* Treść zadań
**A.** Które przepisy k.p.k. mają według tekstu źródłowego charakter leges speciales wobec ogólnych uregulowań?
**B.** Czy stwierdzenia (i), (ii) i (iii) są zgodne z tekstem źródłowym? Przy każdym odpowiedz „tak” lub „nie” i przytocz dosłownie rozstrzygające słowa tekstu.
(i) Sąd polski, zgodnie z art. 611c § 2 k.p.k., stosuje odpowiednio przepis art. 114 § 4 k.k.
(ii) W sytuacjach dotyczących europejskiego nakazu aresztowania sąd nie jest związany wymiarem orzeczonej kary.
(iii) Omawiane rozwiązanie występuje m.in. w art. 9–11 Konwencji Strasburskiej.
**C.** Skopiuj dokładnie fragment tekstu źródłowego od słów „3. Także powyższą” aż do słów „polskim reguł kolizyjnych.” włącznie.

* Tekst źródłowy
|---|

Podsumowując ten wątek rozważań należy wyrazić przekonanie, że w świetle przepisów polskiego Kodeksu postępowania karnego regułą jest, iż w wypadku przejęcia do wykonania orzeczeń sądów państw obcych skazujących na karę izolacyjną (przejęcie skazanych, skazań, kar), sąd polski przeprowadza pełną procedurę dostosowawczą i zgodnie z art. 611c § 2 k.p.k. stosuje odpowiednio przepis art. 114 § 4 k.k., co oznacza nakaz uwzględnienia różnic między uregulowaniami obu współpracujących państw na korzyść skazanego. To rozwiązanie występuje m.in. w art. 9 – 11 Konwencji Strasburskiej, która upoważnia do przyjęcia takich rozwiązań, w ramach których kara wykonywana w państwie wykonania w dalszym ciągu, względnie przekształcana przez sąd państwa wykonania, może być zredukowana do najwyższego zagrożenia przewidzianego w tym państwie, o ile orzeczono ją w państwie skazania w wyższym wymiarze. Należy natomiast podkreślić, że przepisy art. 607s § 4 i art. 607t § 2 k.p.k., które stosowane są wyłącznie w sytuacjach procesowych w nich przewidzianych, a dotyczących funkcjonowania europejskiego nakazu aresztowania, mają charakter leges speciales wobec powyższych uregulowań. Wyjątkowość unormowania przewidzianego w tych przepisach sprowadza się do tego, że procedura exequatur ograniczona jest jedynie do określenia kwalifikacji prawnej czynów według prawa polskiego a sąd jest związany wymiarem orzeczonej kary.
3. Także powyższą konkluzją można byłoby zakończyć proces wykładni ustawy, gdyby nie dodatkowe uwikłanie interpretacyjne wynikające z faktu uregulowania procedury exequatur przepisami traktatów międzynarodowych i obowiązujących w prawie polskim reguł kolizyjnych.

|---|

* Wyciąg danych
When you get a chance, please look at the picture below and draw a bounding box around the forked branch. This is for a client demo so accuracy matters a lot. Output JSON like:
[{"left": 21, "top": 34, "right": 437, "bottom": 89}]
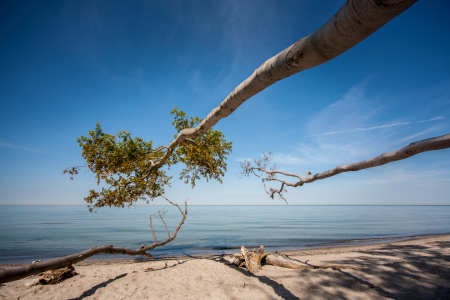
[
  {"left": 240, "top": 134, "right": 450, "bottom": 201},
  {"left": 0, "top": 200, "right": 187, "bottom": 283}
]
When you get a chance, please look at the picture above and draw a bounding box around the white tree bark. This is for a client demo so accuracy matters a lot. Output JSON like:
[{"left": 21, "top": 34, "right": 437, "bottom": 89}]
[
  {"left": 0, "top": 197, "right": 187, "bottom": 284},
  {"left": 155, "top": 0, "right": 417, "bottom": 167},
  {"left": 241, "top": 134, "right": 450, "bottom": 200}
]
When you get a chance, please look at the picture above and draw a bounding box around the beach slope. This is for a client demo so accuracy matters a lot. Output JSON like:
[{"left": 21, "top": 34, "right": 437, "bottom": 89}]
[{"left": 0, "top": 235, "right": 450, "bottom": 300}]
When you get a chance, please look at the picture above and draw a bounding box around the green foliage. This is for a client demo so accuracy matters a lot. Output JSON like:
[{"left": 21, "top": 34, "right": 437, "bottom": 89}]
[
  {"left": 73, "top": 107, "right": 231, "bottom": 211},
  {"left": 170, "top": 107, "right": 232, "bottom": 187}
]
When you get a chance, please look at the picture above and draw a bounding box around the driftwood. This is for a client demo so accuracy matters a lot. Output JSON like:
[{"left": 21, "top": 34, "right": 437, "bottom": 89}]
[
  {"left": 0, "top": 197, "right": 187, "bottom": 283},
  {"left": 38, "top": 265, "right": 78, "bottom": 285},
  {"left": 221, "top": 246, "right": 360, "bottom": 275},
  {"left": 240, "top": 134, "right": 450, "bottom": 201}
]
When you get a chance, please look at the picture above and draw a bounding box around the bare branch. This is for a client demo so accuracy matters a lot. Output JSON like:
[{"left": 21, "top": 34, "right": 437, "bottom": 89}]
[
  {"left": 158, "top": 211, "right": 170, "bottom": 239},
  {"left": 155, "top": 0, "right": 417, "bottom": 168},
  {"left": 241, "top": 134, "right": 450, "bottom": 201},
  {"left": 148, "top": 216, "right": 156, "bottom": 243},
  {"left": 0, "top": 197, "right": 187, "bottom": 284}
]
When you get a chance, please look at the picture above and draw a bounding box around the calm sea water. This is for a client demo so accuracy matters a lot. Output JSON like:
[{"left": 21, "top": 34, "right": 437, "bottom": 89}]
[{"left": 0, "top": 205, "right": 450, "bottom": 264}]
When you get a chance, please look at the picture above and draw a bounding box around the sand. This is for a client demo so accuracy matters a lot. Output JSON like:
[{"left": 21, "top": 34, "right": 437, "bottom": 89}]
[{"left": 0, "top": 235, "right": 450, "bottom": 300}]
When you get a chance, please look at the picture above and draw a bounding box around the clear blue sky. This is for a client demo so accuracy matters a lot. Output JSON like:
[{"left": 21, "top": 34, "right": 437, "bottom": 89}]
[{"left": 0, "top": 0, "right": 450, "bottom": 205}]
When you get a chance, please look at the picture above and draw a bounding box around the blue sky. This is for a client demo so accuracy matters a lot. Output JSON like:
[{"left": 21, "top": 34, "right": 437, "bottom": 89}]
[{"left": 0, "top": 0, "right": 450, "bottom": 205}]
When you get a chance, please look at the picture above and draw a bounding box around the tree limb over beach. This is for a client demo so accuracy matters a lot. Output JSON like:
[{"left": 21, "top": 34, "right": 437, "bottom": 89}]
[
  {"left": 240, "top": 134, "right": 450, "bottom": 201},
  {"left": 0, "top": 0, "right": 426, "bottom": 282}
]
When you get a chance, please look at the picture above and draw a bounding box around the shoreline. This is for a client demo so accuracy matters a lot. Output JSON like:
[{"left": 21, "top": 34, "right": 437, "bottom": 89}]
[
  {"left": 0, "top": 233, "right": 450, "bottom": 269},
  {"left": 0, "top": 234, "right": 450, "bottom": 300}
]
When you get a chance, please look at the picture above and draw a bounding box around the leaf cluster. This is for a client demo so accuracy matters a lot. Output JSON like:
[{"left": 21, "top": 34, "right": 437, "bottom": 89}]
[
  {"left": 170, "top": 107, "right": 232, "bottom": 187},
  {"left": 73, "top": 107, "right": 232, "bottom": 211}
]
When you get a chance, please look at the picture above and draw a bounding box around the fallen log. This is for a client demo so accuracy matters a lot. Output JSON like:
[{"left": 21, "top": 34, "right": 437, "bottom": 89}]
[{"left": 221, "top": 246, "right": 360, "bottom": 274}]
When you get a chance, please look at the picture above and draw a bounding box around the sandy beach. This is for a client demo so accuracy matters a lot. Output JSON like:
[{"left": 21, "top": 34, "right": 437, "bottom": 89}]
[{"left": 0, "top": 235, "right": 450, "bottom": 299}]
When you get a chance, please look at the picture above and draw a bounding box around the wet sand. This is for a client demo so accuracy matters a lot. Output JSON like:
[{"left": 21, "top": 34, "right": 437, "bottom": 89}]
[{"left": 0, "top": 235, "right": 450, "bottom": 299}]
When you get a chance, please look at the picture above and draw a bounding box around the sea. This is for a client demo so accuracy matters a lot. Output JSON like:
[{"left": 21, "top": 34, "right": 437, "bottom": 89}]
[{"left": 0, "top": 205, "right": 450, "bottom": 264}]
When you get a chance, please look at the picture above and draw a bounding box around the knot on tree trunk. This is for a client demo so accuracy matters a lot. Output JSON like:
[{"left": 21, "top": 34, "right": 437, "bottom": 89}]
[{"left": 241, "top": 246, "right": 267, "bottom": 274}]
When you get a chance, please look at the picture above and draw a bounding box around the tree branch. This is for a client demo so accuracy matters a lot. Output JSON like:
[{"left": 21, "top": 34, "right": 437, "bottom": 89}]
[
  {"left": 241, "top": 134, "right": 450, "bottom": 201},
  {"left": 0, "top": 197, "right": 187, "bottom": 284},
  {"left": 156, "top": 0, "right": 417, "bottom": 167}
]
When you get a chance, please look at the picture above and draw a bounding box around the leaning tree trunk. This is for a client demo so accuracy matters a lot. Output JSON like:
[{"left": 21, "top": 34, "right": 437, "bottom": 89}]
[
  {"left": 155, "top": 0, "right": 417, "bottom": 167},
  {"left": 0, "top": 198, "right": 187, "bottom": 283}
]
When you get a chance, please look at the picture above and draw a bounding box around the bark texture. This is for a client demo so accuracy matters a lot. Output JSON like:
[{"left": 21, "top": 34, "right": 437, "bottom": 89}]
[
  {"left": 0, "top": 199, "right": 187, "bottom": 283},
  {"left": 241, "top": 134, "right": 450, "bottom": 199},
  {"left": 241, "top": 245, "right": 267, "bottom": 274},
  {"left": 221, "top": 246, "right": 360, "bottom": 275},
  {"left": 160, "top": 0, "right": 417, "bottom": 166}
]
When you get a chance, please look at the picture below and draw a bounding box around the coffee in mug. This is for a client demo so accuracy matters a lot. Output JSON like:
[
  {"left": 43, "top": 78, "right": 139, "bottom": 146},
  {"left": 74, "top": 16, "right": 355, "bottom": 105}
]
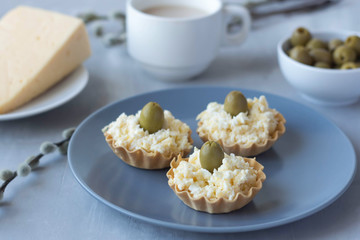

|---|

* Rozwiązania zadań
**A.** Art. 607s § 4 i art. 607t § 2 k.p.k.

**B.**
(i) Tak: „zgodnie z art. 611c § 2 k.p.k. stosuje odpowiednio przepis art. 114 § 4 k.k.”
(ii) Nie: „a sąd jest związany wymiarem orzeczonej kary”
(iii) Tak: „To rozwiązanie występuje m.in. w art. 9 – 11 Konwencji Strasburskiej”

**C.**
3. Także powyższą konkluzją można byłoby zakończyć proces wykładni ustawy, gdyby nie dodatkowe uwikłanie interpretacyjne wynikające z faktu uregulowania procedury exequatur przepisami traktatów międzynarodowych i obowiązujących w prawie polskim reguł kolizyjnych.